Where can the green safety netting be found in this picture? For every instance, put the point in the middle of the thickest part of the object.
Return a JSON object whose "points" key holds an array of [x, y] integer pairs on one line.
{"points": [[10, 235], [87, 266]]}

...

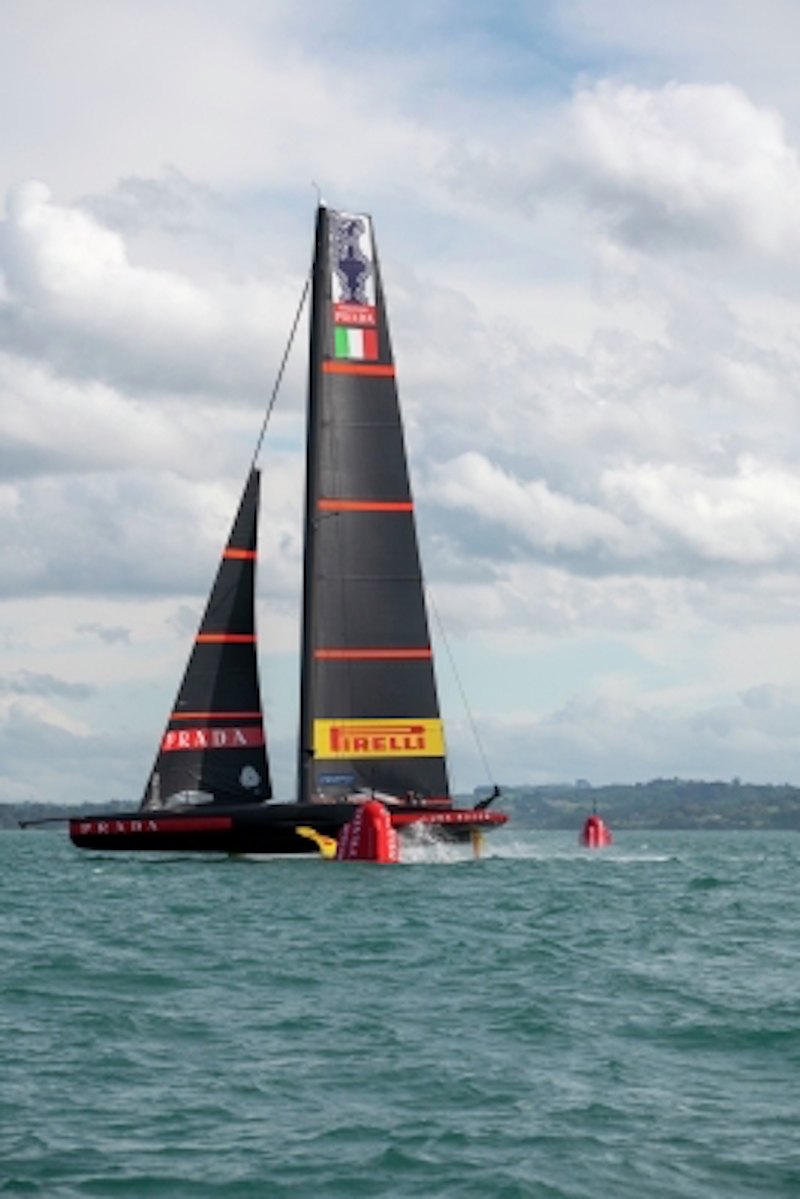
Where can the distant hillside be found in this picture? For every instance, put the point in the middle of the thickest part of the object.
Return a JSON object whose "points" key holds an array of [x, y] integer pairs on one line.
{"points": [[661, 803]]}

Given task: Extract each line of the records above that contains the string "picture".

Result of this exercise:
Where can the green safety netting be found in this picture? For every instance, put the point in the middle of the thickest part of the object.
Where can the distant hillside be found in this picture? For every instance, put the point in the middle of the thickest part of the object.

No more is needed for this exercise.